--- START OF DATA PROVIDED ---
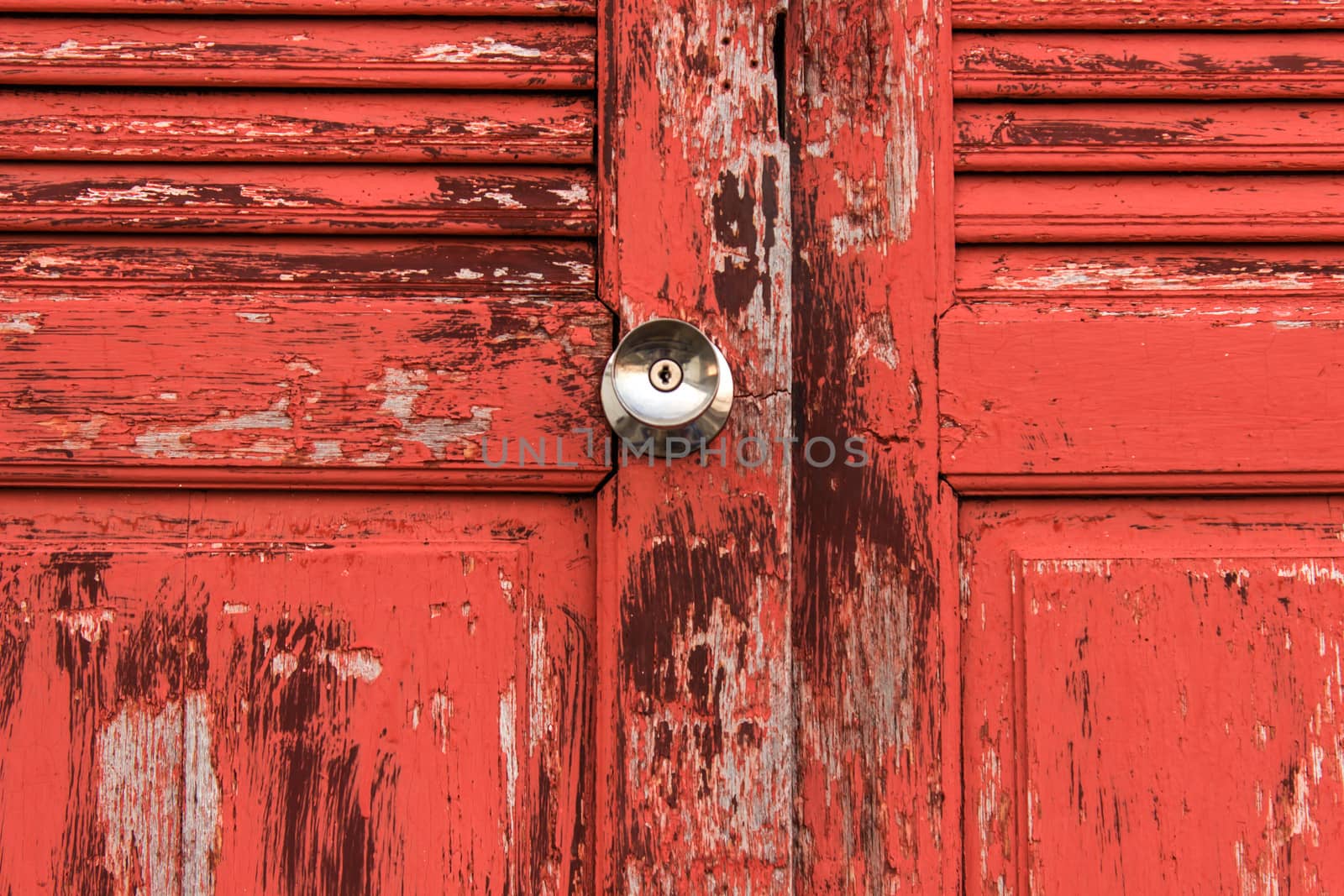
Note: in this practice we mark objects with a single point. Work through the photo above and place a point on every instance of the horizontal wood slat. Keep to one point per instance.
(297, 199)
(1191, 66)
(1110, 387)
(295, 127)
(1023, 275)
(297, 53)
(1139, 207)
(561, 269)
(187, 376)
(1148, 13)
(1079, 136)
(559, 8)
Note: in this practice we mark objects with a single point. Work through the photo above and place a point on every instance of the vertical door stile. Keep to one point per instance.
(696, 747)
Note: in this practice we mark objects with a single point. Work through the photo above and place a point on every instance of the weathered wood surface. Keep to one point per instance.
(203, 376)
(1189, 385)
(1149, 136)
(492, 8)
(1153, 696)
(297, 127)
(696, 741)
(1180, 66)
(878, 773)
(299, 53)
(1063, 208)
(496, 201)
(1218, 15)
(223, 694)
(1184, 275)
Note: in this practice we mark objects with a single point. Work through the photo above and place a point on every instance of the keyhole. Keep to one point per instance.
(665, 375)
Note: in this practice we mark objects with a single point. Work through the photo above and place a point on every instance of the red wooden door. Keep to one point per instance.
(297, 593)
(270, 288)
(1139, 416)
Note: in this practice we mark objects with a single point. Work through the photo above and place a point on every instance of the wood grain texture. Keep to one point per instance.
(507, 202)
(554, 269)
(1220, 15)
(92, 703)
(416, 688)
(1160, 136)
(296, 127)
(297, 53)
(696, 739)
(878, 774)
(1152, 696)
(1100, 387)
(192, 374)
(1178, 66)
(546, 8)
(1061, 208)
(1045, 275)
--- END OF DATA PROVIDED ---
*WHAT NEEDS TO BE DONE*. Exclude the pictures. Write out the remaining data exactly.

*REPLY TO THE TASK*.
Note: in this practice we mark objects with a single point. Work through the photo above and place a point on every instance of the horizontal wood slat. Keep to one point per instance.
(297, 199)
(1191, 66)
(1110, 387)
(295, 127)
(1023, 275)
(297, 53)
(1139, 207)
(561, 269)
(187, 376)
(1148, 13)
(1079, 136)
(559, 8)
Note: in this practice we mark objects with a single point. Work through the photo above and place a point on every instance of the vertical door stile. Keep to one point per instance.
(696, 747)
Note: in this practice we mark objects with a single point. Work through the photo above and place a point on every instance of the weathered wood surface. Keep to one point per instance.
(203, 376)
(1189, 385)
(1149, 136)
(492, 8)
(1153, 696)
(297, 127)
(696, 741)
(1180, 66)
(878, 773)
(299, 53)
(1063, 208)
(496, 201)
(1218, 15)
(223, 694)
(1184, 275)
Note: in this practice we mark objects with a single point. Work through the photo above and place a point on every instance of the keyhole. Keep to one point per instance.
(665, 375)
Note: in this practice we mark objects with a single point. Work through the photo above and place a point on every instance of the red wooden door. Keep to one point per instance.
(297, 593)
(270, 288)
(1139, 416)
Note: in this practice we mark objects with a single point. Work through the photo above and place a point on every instance of the wood grain texture. Keep to one point per instance.
(507, 202)
(554, 269)
(1220, 15)
(92, 703)
(416, 688)
(1160, 136)
(296, 127)
(297, 53)
(696, 739)
(878, 774)
(1152, 696)
(1100, 387)
(192, 374)
(1178, 66)
(546, 8)
(1061, 208)
(1045, 275)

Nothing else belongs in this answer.